_REQUIRED TASKS_.
[A] What were the initial 2006 Use Cases listed in the HITSP passage?
[B] According to the HITSP passage, why does the organization find common elements within each Interoperability Specification and reuse them as "building blocks"?

_PASSAGE_.
Membership is by organization and there is currently no cost to join. Volunteers commit time to working on standards harmonization efforts as prioritized by the American Health Information Community (AHIC).
HITSP is chaired by John Halamka, MD, CIO of Harvard Medical School.
According to their website, HITSP's mission is to "serve as a cooperative partnership between the public and private sectors for the purpose of achieving a widely accepted and useful set of standards specifically to enable and support widespread interoperability among healthcare software applications, as they will interact in a local, regional and national health information network for the United States."
HITSP is generally organized around Use Cases, which are profiles of specific interoperability needs that have been identified by AHIC as being important national priorities. The initial 2006 Use Cases were:
- Consumer Empowerment
- Registration Summary
- Medication History
- Electronic Health Records (EHRs)
- Laboratory Result Reporting
- Clinical Data
- Lab and Radiology
The 2007 Use Cases are:
- Consumer Access to Clinical Information
- Access to Clinical Data
- Provider Permissions
- Personal Health Record (PHR) Transfer
- Emergency Responder EHR
- On-site Care
- Emergency Care
- Definitive Care
- Provider Authentication and Authorization
- Medication Management
- Medication Reconciliation
- Ambulatory Prescriptions
- Hospital Measurement and Reporting
- Clinician Measurement and Reporting
- Feedback to Clinicians
HITSP Technical Committees (TCs) create and ballot Interoperability Specifications based upon existing standards to address the Use Cases. The intent of the organization is to find common elements within each Interoperability Specification and reuse these "building blocks" to ensure that past work can be leveraged.

_Dataset entries_.
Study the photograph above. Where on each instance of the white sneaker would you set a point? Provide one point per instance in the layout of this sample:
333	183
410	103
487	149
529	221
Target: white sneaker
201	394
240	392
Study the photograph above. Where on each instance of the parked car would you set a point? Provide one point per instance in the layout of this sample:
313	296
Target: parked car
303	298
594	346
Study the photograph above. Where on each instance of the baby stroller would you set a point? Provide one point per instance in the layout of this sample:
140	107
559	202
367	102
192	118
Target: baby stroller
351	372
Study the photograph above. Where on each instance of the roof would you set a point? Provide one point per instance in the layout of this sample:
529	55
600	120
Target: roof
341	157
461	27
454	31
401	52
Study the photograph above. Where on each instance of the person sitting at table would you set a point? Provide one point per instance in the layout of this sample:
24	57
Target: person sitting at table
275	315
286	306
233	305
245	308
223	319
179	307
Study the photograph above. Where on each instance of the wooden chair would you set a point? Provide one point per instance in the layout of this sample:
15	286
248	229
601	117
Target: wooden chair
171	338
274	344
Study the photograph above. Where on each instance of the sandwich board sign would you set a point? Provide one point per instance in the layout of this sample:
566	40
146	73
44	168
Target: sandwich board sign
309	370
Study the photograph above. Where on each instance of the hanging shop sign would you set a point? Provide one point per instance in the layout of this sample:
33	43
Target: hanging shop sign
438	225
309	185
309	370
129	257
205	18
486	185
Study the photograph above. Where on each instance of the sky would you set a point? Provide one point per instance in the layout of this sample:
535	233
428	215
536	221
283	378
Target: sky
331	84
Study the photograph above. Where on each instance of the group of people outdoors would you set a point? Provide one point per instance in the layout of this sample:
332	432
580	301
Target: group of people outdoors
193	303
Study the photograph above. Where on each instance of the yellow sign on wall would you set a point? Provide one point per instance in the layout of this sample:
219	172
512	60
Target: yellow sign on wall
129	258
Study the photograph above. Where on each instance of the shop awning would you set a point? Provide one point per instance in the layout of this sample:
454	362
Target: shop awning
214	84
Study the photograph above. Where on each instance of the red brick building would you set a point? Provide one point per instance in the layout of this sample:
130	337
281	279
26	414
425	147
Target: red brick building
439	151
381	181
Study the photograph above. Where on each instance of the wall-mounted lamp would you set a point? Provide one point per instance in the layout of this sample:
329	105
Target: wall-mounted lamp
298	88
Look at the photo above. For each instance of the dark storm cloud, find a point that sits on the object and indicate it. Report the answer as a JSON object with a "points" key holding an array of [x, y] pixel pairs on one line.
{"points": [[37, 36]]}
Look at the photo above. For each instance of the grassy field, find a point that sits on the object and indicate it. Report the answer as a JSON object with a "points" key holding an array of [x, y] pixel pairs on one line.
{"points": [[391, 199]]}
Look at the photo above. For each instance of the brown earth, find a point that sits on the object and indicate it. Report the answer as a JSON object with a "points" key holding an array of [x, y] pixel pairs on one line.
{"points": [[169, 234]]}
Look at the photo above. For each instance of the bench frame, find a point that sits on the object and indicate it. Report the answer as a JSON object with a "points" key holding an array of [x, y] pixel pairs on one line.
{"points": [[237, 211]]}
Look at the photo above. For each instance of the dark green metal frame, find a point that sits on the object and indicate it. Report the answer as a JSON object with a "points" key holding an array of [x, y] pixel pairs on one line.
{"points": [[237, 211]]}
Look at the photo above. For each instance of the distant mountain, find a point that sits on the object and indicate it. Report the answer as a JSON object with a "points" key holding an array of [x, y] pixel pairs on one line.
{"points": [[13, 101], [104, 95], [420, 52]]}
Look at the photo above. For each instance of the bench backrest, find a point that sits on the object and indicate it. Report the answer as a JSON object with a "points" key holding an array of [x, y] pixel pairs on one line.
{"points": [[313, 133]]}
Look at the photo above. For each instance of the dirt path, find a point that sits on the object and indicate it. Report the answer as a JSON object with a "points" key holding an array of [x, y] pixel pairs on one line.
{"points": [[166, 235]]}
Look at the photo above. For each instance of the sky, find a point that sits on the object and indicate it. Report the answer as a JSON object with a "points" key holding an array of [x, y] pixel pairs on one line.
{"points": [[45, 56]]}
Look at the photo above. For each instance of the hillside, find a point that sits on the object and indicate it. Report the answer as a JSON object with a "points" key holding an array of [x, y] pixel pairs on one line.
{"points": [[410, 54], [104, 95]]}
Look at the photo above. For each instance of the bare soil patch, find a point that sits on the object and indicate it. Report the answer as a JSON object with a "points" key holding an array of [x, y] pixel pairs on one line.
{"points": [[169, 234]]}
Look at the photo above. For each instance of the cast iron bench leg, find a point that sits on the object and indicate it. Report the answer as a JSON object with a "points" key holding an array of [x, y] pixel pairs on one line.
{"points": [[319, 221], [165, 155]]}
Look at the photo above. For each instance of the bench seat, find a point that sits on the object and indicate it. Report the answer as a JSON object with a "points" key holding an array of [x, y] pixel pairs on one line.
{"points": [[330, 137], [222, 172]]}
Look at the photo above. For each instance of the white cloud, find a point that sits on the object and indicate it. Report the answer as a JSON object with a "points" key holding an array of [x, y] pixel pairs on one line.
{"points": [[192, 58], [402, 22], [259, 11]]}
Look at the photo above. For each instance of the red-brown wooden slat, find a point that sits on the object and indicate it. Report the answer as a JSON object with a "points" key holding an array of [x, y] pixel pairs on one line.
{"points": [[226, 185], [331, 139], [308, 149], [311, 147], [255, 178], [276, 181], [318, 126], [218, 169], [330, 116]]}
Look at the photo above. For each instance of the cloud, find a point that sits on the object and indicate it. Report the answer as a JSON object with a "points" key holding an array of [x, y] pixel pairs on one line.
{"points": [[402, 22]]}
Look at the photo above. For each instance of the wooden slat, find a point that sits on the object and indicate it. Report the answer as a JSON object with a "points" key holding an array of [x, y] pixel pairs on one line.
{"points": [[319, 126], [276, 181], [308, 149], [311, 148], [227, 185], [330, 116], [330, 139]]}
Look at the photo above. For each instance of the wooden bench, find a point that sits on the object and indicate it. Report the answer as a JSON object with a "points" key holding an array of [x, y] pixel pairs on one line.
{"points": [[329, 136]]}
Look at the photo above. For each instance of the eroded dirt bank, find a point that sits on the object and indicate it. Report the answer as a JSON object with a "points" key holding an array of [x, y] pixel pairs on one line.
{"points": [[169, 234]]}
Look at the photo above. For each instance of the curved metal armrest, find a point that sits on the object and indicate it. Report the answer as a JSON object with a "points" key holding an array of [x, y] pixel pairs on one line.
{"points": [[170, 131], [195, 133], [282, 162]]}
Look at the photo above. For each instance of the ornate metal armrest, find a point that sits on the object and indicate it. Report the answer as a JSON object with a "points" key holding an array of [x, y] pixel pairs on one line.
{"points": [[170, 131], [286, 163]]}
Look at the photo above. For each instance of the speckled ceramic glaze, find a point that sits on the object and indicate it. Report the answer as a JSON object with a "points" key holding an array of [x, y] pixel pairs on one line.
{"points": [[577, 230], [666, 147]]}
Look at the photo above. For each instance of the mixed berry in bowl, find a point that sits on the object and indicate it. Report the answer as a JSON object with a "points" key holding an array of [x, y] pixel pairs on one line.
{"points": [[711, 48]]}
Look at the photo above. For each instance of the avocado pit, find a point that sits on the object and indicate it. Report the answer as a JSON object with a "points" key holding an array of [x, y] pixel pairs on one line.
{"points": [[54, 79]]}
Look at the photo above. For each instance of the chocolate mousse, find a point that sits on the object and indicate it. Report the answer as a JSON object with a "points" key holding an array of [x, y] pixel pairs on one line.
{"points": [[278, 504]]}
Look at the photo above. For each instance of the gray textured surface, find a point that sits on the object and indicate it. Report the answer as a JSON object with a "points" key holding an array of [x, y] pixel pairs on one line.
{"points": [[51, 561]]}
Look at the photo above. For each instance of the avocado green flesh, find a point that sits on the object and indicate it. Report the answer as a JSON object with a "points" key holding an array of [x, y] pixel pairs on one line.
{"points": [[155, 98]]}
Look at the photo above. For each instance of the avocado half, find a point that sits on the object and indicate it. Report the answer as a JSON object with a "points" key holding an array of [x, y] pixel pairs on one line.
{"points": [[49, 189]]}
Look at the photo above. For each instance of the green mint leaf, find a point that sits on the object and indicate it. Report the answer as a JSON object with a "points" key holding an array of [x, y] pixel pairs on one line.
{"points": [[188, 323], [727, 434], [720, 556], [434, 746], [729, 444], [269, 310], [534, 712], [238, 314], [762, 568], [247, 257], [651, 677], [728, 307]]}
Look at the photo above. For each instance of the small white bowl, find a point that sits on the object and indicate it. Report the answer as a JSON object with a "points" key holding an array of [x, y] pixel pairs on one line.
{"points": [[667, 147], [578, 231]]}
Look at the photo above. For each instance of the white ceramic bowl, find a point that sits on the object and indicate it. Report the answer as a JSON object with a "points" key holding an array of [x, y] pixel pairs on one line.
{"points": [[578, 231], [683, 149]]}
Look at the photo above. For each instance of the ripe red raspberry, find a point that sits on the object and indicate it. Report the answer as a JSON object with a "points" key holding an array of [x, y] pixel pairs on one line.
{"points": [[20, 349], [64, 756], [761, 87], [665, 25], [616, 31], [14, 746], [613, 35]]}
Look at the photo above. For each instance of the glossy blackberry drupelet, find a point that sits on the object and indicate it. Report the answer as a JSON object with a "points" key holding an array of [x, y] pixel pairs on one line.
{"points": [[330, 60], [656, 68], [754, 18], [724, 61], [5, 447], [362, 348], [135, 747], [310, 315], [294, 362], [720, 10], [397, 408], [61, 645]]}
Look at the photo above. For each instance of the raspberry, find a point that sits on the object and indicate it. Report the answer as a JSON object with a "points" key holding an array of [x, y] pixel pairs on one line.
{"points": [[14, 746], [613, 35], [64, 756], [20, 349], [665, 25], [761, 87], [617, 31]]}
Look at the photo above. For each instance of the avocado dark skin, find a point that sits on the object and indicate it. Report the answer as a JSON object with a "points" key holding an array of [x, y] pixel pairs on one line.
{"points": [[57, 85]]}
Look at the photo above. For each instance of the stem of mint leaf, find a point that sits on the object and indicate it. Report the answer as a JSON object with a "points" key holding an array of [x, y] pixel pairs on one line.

_RESPONSES IN ORDER_.
[A]
- Consumer Empowerment
- Registration Summary
- Medication History
- Electronic Health Records (EHRs)
- Laboratory Result Reporting
- Clinical Data
- Lab and Radiology

[B] It reuses these common elements to ensure that past work can be leveraged.